■ **Input rows**
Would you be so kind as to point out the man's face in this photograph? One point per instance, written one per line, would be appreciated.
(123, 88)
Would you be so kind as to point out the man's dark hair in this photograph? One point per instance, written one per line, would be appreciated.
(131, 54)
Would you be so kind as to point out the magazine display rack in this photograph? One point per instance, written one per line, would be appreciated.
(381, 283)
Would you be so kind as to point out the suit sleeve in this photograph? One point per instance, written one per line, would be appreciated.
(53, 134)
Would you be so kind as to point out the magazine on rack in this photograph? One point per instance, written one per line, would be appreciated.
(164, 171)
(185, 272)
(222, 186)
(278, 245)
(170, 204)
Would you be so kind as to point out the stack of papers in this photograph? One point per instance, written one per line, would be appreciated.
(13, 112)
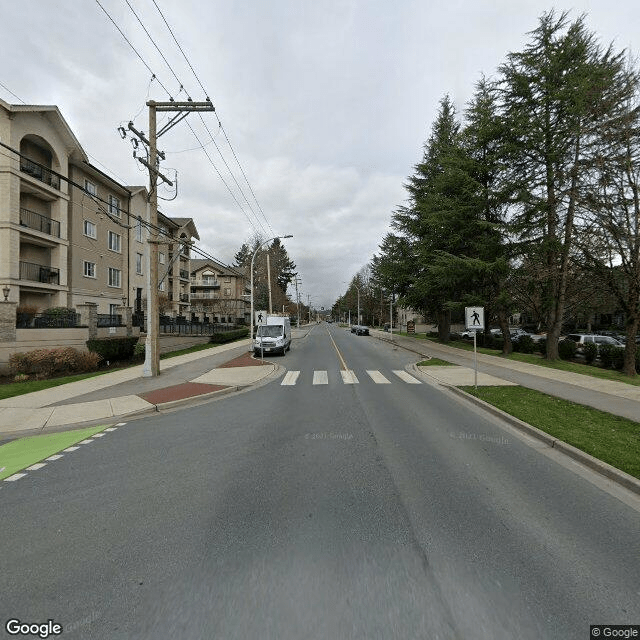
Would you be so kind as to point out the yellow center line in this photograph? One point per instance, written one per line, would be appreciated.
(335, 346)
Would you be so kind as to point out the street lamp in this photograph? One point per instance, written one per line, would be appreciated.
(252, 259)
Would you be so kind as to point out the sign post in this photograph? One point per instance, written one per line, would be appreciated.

■ **Directions for this task**
Starting with the line that contains "the magazine display" and going on through the end of the rows, give those lines again with "photograph" swapped for "image" and everything else unchanged. Leave the pictures out.

■ **The response**
Would you be so kind as to point out the magazine display rack in this image? One point per instance, written one per line, would be appreciated.
(381, 283)
Would you be so kind as to point out the suit sleeve in this image? One point per instance, written one per line, would be appreciated.
(53, 134)
Would you be so kind as to point out the magazine on rack in this image? One point per instance, written one per line, would be appreciated.
(164, 171)
(185, 272)
(222, 186)
(278, 245)
(170, 204)
Would you be so kind as to point out the stack of papers in this image? One point per instance, written one per line, would be appreciated.
(13, 112)
Would you be so kind as to point out the yellow center line in this image? One point per instance, written one per line, would be appreciated.
(335, 346)
Would you be so kind as to point out the street lamp in this image? One point per instance, written one per line, would be appreciated.
(252, 259)
Would you be so kind as to point out the sign post in this image? One point per instance, written one per line, would be appreciated.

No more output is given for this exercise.